_Prompt_. Write out all of the lines below, exactly and completely.

_Supplied records_.
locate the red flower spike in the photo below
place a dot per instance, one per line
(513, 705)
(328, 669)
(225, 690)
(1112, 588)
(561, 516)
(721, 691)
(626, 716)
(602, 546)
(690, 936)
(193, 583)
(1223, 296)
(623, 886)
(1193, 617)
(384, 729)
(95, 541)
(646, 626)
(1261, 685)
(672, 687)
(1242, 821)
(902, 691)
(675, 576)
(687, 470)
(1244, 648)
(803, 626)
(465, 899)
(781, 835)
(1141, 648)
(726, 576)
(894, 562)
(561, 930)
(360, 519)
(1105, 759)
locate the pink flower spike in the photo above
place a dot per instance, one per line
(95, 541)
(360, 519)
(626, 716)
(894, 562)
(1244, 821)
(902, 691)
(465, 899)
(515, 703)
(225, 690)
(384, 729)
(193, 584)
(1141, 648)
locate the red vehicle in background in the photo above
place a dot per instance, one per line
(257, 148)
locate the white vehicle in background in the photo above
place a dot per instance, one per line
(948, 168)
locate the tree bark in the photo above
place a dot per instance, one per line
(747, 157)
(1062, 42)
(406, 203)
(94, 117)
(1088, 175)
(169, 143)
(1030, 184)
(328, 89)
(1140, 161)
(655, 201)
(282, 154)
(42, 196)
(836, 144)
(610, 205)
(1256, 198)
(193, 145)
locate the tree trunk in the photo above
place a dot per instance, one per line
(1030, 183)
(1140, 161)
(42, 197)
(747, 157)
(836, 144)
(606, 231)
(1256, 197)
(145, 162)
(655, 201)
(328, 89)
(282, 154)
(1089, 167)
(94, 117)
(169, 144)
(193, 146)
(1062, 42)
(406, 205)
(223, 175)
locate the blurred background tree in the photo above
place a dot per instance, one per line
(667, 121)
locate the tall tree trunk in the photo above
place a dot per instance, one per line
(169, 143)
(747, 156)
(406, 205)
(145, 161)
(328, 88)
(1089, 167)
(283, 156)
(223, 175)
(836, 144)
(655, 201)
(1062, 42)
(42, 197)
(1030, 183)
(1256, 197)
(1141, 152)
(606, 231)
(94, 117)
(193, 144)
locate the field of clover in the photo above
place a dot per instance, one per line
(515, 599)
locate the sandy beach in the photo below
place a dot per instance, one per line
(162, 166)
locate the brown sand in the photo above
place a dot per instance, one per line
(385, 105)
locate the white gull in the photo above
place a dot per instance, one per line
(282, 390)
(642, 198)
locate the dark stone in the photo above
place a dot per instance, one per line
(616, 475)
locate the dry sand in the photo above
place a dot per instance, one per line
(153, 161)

_Result of the task_.
locate the red flower spike in the photo below
place a dot per instance, one per line
(513, 705)
(328, 669)
(225, 690)
(1112, 588)
(561, 516)
(721, 691)
(626, 716)
(602, 546)
(690, 936)
(193, 583)
(1223, 296)
(623, 886)
(1193, 617)
(384, 729)
(95, 541)
(646, 626)
(1261, 685)
(672, 687)
(1242, 821)
(902, 691)
(675, 576)
(687, 470)
(1244, 648)
(803, 626)
(465, 899)
(781, 835)
(1141, 648)
(726, 576)
(894, 562)
(561, 930)
(360, 519)
(1105, 759)
locate the pink flower spike in the photo above
place a dot per instance, one per line
(95, 541)
(360, 519)
(626, 716)
(894, 562)
(1244, 821)
(902, 691)
(465, 899)
(515, 703)
(225, 690)
(384, 729)
(193, 584)
(1141, 648)
locate the red vehicle in background in the photo above
place a dot per instance, one per line
(257, 148)
locate the white vehicle in background in the photo above
place a dot per instance, one per line
(948, 168)
locate the tree bark in the photo above
place a dot per instance, one per line
(747, 157)
(1062, 42)
(406, 203)
(94, 117)
(1088, 175)
(169, 143)
(1030, 184)
(328, 89)
(1140, 161)
(655, 201)
(282, 154)
(42, 196)
(836, 144)
(610, 205)
(1256, 198)
(193, 145)
locate the tree trunk in the photo above
place a dot per instance, one per line
(1030, 183)
(1140, 161)
(42, 197)
(747, 157)
(836, 144)
(606, 231)
(1256, 197)
(145, 162)
(655, 201)
(328, 89)
(282, 154)
(1089, 167)
(94, 117)
(169, 144)
(193, 146)
(1062, 42)
(406, 205)
(223, 175)
locate the blurred background tree in the photo above
place a dot per instance, one per line
(667, 121)
locate the tall tree trunk in the photo above
place a dot per instance, one per line
(169, 143)
(747, 156)
(406, 205)
(145, 161)
(328, 88)
(1089, 167)
(283, 156)
(223, 175)
(836, 144)
(655, 201)
(1062, 42)
(42, 197)
(1030, 183)
(1256, 197)
(1141, 152)
(606, 231)
(94, 117)
(193, 144)
locate the field of clover in the photo above
place a dot per instance, one per line
(515, 599)
locate the sandy beach in the photo below
place a dot per instance, one per line
(162, 166)
locate the brown sand in the photo above
place a dot per instance, one per line
(385, 105)
locate the white gull in the photo above
place a dot per instance, one per line
(282, 390)
(642, 198)
locate the dark stone in the photo above
place a dot per instance, one per line
(616, 475)
locate the dry sand in the photo above
place a dot per instance, one per line
(153, 161)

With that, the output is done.